### Written instruction a
Answer these questions from the page extract on PBS sync jobs:
(i) Which model do PBS sync jobs use to move snapshots between instances?
(ii) At what level is sync incremental?
(iii) How many copies of data does the 3-2-1 backup strategy call for?

### Page extract
»»

Local backups protect against hardware failure and accidental deletion. They don't protect against site-level disasters: fire, flood, or ransomware that compromises your entire network. PBS sync jobs solve this by replicating your backups to a geographically separate PBS instance. This post covers setup, scheduling, and the operational details that keep offsite replication running smoothly.

Key Takeaways
  • PBS sync jobs use a pull model — the destination PBS pulls snapshots from the source
  • Sync is incremental at the chunk level, transferring only new/changed chunks
  • Sync must complete before local pruning removes snapshots you want offsite
  • Use --remove-vanished to mirror source retention, or disable it to keep independent history
  • Client-side encryption with --encrypted-only ensures offsite copies never contain plaintext

Why Offsite Replication Matters

The 3-2-1 backup strategy calls for three copies of your data on two different media types, with one copy offsite. Most Proxmox environments handle the first two: PVE stores the live copy, and PBS keeps backup snapshots. The offsite copy is where many setups fall short.

««

Entries from a pointing dataset
»»

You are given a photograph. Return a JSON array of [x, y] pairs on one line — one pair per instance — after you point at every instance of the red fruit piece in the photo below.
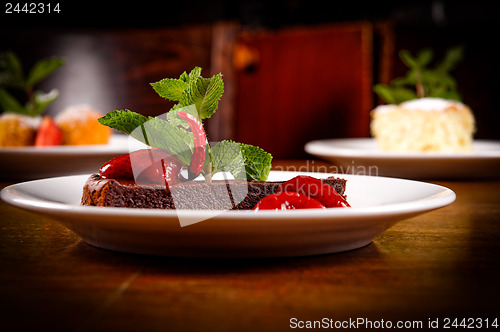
[[48, 133], [153, 166], [287, 200], [314, 188]]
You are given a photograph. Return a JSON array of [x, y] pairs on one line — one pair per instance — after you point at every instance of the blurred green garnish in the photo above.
[[420, 80], [12, 78]]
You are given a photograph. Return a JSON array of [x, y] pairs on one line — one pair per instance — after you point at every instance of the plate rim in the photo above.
[[117, 144], [312, 147], [446, 196]]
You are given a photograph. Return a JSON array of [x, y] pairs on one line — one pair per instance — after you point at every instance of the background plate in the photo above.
[[29, 162], [361, 156]]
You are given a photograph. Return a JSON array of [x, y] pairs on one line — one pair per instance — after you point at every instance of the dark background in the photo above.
[[415, 24]]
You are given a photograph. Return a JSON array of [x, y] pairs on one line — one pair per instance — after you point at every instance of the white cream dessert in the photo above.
[[423, 125]]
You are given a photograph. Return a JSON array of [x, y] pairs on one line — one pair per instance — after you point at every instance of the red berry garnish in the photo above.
[[314, 188], [287, 200]]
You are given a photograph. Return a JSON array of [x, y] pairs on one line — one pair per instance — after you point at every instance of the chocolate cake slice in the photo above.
[[217, 195]]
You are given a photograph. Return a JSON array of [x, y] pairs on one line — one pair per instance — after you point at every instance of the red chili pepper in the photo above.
[[200, 144]]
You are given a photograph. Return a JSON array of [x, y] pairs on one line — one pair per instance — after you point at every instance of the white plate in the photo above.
[[29, 162], [377, 204], [361, 156]]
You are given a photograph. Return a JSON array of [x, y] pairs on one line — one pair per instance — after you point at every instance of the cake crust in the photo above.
[[218, 195]]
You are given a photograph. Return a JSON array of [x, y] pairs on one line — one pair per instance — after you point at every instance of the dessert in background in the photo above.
[[18, 130], [424, 111], [79, 126], [23, 122], [424, 124]]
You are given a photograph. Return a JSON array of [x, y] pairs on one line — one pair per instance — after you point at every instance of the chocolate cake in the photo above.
[[217, 195]]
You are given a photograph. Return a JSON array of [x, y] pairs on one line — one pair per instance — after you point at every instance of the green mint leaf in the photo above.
[[422, 81], [42, 69], [227, 157], [174, 119], [170, 88], [205, 93], [257, 162], [11, 71], [164, 135], [125, 121], [9, 104], [151, 131], [243, 161]]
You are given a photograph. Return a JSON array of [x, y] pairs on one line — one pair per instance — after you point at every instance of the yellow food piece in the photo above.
[[424, 126], [79, 126], [17, 130]]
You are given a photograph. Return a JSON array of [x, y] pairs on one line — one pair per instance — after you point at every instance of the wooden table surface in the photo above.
[[444, 264]]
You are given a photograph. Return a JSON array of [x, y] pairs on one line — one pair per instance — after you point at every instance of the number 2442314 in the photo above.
[[32, 8]]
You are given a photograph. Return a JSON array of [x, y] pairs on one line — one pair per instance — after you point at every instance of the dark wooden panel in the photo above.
[[307, 83]]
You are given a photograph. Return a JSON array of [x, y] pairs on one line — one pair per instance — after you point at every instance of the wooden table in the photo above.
[[444, 264]]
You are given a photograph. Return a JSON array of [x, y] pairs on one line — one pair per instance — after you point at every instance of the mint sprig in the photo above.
[[193, 89], [421, 80], [200, 97]]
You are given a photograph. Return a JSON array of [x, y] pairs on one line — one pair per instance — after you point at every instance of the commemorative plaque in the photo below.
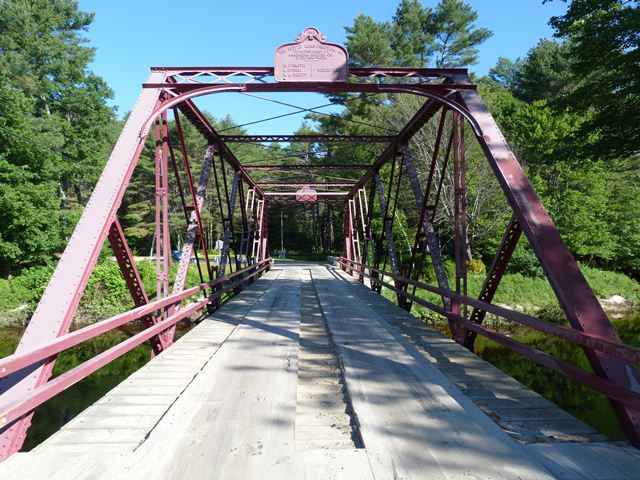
[[311, 59], [306, 194]]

««

### Written instruction b
Reproduce the records from the line with "surface in the photo above." through the end of the records, substituting "timber" for "wooden" and keeping all else unchanged. Leave out the pictures.

### Task output a
(i) A pull model, in which the destination PBS pulls snapshots from the source.
(ii) At the chunk level, so only new or changed chunks are transferred.
(iii) Three copies.

### Task output b
You are given a photograph. Return a JSON array of [x, y] pairs on one line — one pair per instance — after you point at every instance of the timber table surface in the photo above.
[[444, 264]]
You are given a photograph. Return a JSON array of [x, y] pairs on one line — one pair per instance — after you point at every instance of the number 2442314 in the photo above.
[[32, 8]]
You are given a photograph. Return a JSON array of [x, y] pairs on one line — one pair per instance — after you point at every instance of the dark timber panel in the photo above.
[[307, 83]]
You are given a photograph. Return a JSON array of [x, y] pairs on one line — one pair per instance — after you point at every instance of the timber table in the photo above.
[[444, 264]]
You are given a photograph. Return a JSON array of [x, y] pairs on one line — one pair per instance — after you point at every instance of the mint sprig in the photo above.
[[193, 89], [421, 80], [200, 97]]
You are given a photograph. Return a JSON array of [x, y] pairs on one line — one pair per instance — after you point at every instance of the commemorative plaque in the photo below.
[[311, 59], [306, 194]]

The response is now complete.